> [Given instruction]: The lines to be set down run from the line containing "task | put one marker on every instance of the grass" through the final line of the data below; print them exactly and print nothing else.

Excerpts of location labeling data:

BEGIN

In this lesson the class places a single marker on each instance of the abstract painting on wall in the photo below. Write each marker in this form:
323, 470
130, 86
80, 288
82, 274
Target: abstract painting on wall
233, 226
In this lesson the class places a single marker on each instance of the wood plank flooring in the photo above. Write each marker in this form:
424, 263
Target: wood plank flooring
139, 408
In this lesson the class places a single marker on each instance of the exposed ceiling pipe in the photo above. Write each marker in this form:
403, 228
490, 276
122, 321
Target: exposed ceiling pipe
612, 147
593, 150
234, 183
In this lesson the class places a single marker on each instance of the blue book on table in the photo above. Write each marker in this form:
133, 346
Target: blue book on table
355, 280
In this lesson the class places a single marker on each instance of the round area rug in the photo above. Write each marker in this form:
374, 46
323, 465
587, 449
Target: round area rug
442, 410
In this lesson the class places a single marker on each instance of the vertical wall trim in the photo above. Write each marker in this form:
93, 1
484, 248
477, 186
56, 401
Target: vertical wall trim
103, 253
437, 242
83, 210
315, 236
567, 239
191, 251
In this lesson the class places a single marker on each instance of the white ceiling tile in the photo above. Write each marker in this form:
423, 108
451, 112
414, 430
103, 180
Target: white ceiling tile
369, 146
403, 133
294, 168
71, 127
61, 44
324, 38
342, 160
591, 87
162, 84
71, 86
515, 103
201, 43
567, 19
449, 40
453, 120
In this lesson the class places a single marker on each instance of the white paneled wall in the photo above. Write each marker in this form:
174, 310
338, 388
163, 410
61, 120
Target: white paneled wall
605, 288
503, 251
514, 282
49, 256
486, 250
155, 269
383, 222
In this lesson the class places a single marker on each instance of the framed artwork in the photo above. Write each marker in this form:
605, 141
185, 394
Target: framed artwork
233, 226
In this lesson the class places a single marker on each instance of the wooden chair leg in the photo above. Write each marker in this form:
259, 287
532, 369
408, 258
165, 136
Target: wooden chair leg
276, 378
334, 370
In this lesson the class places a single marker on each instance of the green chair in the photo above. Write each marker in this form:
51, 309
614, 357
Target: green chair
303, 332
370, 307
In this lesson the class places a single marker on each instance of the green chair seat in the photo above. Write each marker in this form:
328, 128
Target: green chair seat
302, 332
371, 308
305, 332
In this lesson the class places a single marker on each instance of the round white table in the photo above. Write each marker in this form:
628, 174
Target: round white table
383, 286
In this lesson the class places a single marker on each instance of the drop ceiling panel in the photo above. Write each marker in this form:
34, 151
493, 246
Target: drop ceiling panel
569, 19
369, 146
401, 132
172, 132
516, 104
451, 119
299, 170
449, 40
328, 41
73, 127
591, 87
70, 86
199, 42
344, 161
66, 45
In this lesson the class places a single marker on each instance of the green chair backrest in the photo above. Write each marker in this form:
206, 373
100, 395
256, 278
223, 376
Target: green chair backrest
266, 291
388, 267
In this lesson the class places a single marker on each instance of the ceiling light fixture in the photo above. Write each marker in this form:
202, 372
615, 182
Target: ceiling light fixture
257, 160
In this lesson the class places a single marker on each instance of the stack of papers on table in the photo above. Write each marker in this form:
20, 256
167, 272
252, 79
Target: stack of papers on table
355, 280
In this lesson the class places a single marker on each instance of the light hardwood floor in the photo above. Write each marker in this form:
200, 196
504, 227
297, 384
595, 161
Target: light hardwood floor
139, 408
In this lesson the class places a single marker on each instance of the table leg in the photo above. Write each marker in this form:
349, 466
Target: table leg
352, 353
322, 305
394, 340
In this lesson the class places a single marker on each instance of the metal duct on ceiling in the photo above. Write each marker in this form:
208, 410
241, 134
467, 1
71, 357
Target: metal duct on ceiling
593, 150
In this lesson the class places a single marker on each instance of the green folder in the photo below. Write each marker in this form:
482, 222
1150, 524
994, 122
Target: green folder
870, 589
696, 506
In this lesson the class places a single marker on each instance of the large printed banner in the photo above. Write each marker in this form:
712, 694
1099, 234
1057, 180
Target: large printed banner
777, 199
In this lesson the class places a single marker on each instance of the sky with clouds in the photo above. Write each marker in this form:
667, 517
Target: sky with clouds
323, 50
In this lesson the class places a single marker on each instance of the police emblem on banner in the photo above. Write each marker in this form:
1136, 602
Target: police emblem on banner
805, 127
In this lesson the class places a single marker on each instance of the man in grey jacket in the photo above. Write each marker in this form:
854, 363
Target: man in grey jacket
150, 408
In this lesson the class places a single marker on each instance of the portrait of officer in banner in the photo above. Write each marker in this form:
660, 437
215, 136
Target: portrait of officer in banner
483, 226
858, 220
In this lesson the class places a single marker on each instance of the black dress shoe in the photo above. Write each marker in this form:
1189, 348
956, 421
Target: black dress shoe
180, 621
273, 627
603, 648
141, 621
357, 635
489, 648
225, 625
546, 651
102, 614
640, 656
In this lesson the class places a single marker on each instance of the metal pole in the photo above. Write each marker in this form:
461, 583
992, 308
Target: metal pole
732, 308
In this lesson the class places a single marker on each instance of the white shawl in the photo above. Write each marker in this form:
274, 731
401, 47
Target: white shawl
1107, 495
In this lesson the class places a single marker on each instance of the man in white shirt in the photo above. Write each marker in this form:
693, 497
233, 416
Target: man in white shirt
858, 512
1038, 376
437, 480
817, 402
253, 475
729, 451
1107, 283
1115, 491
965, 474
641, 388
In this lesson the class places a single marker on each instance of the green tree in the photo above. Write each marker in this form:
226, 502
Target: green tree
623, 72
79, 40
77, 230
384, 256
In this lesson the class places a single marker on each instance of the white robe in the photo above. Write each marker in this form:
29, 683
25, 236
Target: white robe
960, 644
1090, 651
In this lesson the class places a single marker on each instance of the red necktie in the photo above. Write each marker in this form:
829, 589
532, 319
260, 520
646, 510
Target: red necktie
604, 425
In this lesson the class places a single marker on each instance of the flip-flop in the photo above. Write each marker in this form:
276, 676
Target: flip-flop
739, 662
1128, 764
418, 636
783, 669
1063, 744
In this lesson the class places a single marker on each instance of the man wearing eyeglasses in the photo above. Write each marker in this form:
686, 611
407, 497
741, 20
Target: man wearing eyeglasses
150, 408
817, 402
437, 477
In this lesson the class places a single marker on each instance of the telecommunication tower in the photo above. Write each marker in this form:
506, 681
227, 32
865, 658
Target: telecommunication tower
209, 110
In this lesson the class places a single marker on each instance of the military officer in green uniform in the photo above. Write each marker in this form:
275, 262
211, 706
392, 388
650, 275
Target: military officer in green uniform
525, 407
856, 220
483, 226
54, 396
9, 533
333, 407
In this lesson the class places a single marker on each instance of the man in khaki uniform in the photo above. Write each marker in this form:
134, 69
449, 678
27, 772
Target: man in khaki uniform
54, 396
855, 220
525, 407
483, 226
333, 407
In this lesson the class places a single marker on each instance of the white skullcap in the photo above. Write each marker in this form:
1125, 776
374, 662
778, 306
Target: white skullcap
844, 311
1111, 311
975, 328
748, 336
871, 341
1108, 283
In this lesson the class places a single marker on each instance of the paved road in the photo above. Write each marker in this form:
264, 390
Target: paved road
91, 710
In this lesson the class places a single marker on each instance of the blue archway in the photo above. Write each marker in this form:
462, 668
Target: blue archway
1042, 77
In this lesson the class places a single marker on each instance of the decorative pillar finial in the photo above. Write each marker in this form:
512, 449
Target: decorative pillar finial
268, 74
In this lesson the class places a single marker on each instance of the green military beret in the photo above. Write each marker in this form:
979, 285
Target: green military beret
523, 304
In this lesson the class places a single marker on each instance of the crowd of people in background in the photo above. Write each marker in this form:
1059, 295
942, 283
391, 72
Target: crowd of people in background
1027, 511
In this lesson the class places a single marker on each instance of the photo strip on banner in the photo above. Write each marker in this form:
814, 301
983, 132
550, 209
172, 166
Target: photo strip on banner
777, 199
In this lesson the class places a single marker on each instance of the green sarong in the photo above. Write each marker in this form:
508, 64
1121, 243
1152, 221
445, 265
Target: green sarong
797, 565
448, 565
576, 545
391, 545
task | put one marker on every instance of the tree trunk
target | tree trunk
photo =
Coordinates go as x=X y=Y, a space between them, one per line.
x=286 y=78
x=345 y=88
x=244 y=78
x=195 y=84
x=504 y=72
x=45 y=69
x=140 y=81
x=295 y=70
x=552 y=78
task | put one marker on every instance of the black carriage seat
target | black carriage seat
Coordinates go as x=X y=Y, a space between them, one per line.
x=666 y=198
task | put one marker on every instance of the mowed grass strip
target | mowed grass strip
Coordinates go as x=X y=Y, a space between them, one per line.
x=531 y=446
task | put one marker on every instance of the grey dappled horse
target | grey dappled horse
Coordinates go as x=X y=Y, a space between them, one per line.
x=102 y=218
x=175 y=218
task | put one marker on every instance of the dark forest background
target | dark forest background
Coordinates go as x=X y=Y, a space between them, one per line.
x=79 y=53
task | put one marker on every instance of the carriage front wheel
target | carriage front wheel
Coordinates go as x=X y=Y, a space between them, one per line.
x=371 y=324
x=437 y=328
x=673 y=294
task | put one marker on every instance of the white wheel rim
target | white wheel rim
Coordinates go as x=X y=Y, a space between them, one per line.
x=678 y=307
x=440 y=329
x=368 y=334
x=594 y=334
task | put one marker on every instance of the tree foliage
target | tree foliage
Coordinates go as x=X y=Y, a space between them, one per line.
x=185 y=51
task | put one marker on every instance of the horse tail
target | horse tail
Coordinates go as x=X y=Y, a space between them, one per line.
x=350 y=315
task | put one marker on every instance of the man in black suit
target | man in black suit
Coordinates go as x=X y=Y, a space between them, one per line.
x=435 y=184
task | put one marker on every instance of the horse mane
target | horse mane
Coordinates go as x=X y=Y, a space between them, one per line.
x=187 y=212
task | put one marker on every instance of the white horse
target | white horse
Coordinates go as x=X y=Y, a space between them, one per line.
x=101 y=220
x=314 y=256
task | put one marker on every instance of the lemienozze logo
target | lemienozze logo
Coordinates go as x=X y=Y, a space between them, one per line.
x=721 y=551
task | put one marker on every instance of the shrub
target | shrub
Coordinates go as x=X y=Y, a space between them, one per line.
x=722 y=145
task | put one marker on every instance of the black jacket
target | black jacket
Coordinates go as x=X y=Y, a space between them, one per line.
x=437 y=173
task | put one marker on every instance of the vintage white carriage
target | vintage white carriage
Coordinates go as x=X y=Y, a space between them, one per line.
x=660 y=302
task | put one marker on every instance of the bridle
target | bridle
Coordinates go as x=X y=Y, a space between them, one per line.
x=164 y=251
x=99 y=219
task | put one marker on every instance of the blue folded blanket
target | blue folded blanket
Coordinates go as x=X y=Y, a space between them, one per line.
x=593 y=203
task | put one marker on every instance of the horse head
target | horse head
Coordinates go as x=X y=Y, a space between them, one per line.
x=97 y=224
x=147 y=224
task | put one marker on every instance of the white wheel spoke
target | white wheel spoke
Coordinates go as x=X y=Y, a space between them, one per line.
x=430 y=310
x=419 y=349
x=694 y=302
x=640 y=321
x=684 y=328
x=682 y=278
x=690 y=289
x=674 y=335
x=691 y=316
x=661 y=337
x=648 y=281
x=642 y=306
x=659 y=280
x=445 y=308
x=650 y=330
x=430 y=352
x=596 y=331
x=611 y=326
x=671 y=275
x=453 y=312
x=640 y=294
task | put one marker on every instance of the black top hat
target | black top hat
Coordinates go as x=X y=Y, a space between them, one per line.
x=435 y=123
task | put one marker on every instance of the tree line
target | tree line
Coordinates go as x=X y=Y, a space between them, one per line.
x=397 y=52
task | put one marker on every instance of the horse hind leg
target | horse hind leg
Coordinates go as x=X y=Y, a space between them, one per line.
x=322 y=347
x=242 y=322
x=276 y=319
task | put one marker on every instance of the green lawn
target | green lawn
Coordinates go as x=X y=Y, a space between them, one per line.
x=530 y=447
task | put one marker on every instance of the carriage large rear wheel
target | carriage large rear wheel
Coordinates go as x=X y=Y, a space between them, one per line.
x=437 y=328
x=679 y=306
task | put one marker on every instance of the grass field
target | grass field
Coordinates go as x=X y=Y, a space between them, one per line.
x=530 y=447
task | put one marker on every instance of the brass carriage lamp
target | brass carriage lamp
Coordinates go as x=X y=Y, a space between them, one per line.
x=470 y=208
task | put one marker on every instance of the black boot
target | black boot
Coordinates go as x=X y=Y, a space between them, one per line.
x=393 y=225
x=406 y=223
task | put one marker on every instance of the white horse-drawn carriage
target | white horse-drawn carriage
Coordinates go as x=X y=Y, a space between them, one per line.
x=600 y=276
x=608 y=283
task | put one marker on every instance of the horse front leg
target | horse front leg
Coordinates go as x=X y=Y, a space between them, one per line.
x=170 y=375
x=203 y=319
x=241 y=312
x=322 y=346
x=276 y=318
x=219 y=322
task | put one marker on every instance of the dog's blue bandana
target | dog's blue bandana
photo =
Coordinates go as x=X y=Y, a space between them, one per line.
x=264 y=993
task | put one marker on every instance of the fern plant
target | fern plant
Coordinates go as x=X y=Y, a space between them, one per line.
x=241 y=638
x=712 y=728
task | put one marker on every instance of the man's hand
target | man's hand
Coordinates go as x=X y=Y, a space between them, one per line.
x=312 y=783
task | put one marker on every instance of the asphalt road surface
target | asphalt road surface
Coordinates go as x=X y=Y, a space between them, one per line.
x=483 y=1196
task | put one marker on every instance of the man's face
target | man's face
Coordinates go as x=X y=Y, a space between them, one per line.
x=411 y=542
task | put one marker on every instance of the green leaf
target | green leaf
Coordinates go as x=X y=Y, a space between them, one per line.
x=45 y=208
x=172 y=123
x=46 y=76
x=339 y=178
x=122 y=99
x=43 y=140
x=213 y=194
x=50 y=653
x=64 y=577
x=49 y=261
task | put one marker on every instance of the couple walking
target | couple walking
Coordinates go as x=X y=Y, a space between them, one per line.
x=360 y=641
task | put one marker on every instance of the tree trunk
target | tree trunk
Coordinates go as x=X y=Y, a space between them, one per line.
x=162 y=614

END

> [The output]:
task | put one marker on every instance of the grass field
target | grass field
Coordinates go as x=X y=Y, a space between them, one per line.
x=530 y=447
task | put one marker on every instance of the brass carriage lamp
target | brass carriage lamp
Coordinates go as x=X y=Y, a space between them, one per line.
x=470 y=208
task | put one marker on every instance of the black boot
target | black boot
Coordinates go as x=X y=Y, a space between them, one per line.
x=393 y=225
x=406 y=223
task | put one marker on every instance of the white horse-drawn carriage
target | white horse-drawn carriage
Coordinates go as x=X y=Y, a space between them, one per line.
x=600 y=276
x=608 y=283
task | put one marker on every instance of the horse front leg
target | horse front leg
Coordinates go as x=X y=Y, a space between them, one per line.
x=170 y=375
x=203 y=319
x=241 y=312
x=322 y=346
x=276 y=318
x=219 y=322
task | put one marker on every instance of the dog's blue bandana
target | dog's blue bandana
photo =
Coordinates go as x=X y=Y, a space between them, one per line.
x=264 y=993
task | put one marker on every instance of the fern plant
target | fern plant
Coordinates go as x=X y=Y, a space between them, one per line.
x=241 y=638
x=712 y=728
task | put one marker on every instance of the man's hand
target | man's hand
Coordinates go as x=X y=Y, a space between them, one per line.
x=312 y=783
task | put one marker on every instance of the asphalt road surface
target | asphalt road surface
Coordinates go as x=X y=Y, a space between them, one per line.
x=483 y=1196
task | put one marker on every instance of the man's face
target | man's face
Coordinates go as x=X y=Y, a space between them, one per line.
x=411 y=542
task | put one marker on every instance of the green leaf
target | green leaf
Coordinates go as x=X y=Y, a space between them, one per line.
x=45 y=208
x=172 y=123
x=46 y=76
x=339 y=178
x=122 y=99
x=43 y=140
x=213 y=194
x=50 y=653
x=64 y=577
x=49 y=261
task | put one marker on every instance of the couple walking
target | couple walking
Coordinates go as x=X y=Y, a space between them, one per line.
x=360 y=641
task | put one marker on every instance of the tree trunk
target | tree trunk
Coordinates go as x=X y=Y, a space between them, one per line.
x=162 y=614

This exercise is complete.